§ EXERCISE REQUIREMENTS
Select every line of the records that contains the string "shadow" and copy each one.

§ DATASET ROWS

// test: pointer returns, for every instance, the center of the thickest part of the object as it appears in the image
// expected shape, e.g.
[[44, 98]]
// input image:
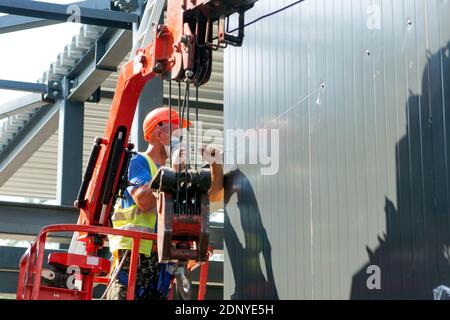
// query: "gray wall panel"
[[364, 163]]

==

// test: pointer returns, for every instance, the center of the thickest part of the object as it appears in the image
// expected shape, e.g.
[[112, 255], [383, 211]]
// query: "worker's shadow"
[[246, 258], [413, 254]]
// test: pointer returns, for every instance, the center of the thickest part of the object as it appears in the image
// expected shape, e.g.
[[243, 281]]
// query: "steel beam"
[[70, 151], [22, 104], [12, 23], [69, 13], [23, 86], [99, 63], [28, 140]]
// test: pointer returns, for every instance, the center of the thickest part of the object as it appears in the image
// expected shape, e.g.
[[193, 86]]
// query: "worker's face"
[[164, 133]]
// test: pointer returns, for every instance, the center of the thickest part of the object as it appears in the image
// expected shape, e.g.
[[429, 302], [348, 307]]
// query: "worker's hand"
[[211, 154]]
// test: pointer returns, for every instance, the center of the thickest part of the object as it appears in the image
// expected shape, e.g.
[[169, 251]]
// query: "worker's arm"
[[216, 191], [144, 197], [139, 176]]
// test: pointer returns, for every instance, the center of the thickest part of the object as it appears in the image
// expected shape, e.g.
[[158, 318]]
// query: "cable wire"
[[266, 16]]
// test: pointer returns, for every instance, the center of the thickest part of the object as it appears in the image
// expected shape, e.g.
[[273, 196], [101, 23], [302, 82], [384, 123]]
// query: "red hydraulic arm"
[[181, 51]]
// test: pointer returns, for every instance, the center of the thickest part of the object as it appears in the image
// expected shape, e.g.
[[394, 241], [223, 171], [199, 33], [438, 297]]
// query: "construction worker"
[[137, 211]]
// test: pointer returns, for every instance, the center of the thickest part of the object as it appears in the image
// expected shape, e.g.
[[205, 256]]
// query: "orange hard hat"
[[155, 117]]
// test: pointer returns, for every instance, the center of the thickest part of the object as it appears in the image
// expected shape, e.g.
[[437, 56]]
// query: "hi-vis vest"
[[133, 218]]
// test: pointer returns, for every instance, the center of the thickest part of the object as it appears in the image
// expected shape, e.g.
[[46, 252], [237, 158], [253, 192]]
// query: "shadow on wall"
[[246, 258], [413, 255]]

...

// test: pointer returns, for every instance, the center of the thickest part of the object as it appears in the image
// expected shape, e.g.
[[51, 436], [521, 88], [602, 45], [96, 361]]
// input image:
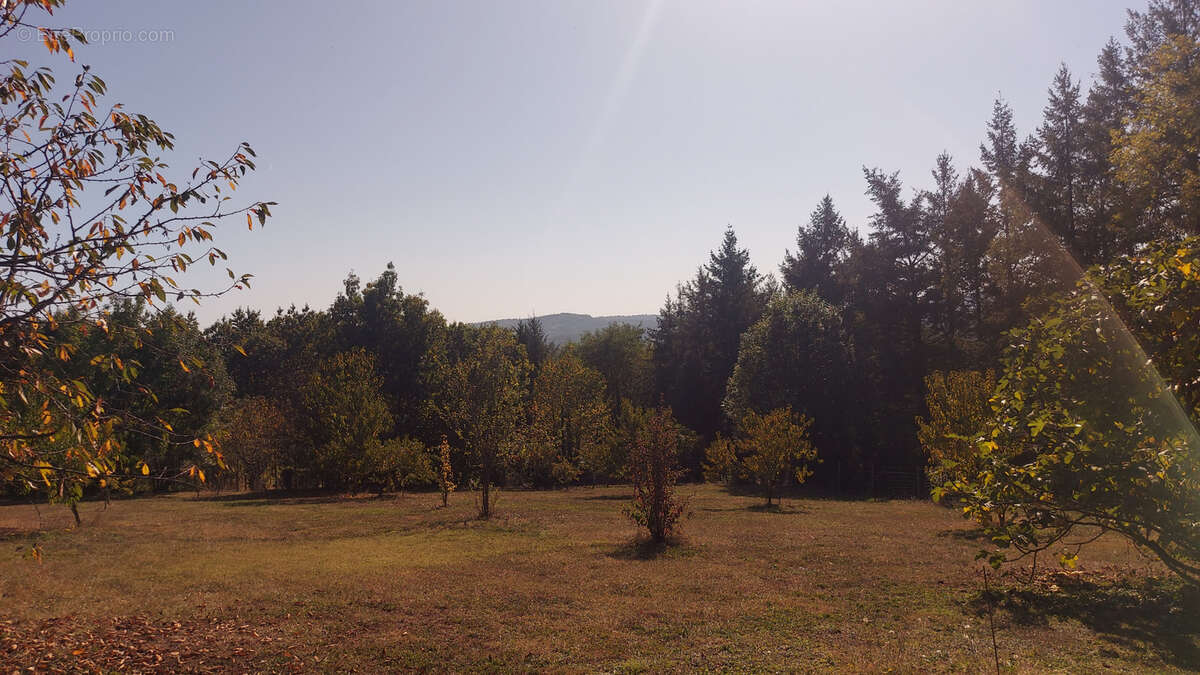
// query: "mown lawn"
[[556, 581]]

§ CORRECT OUTPUT
// query: "worker's shadow"
// query: "shadow on wall"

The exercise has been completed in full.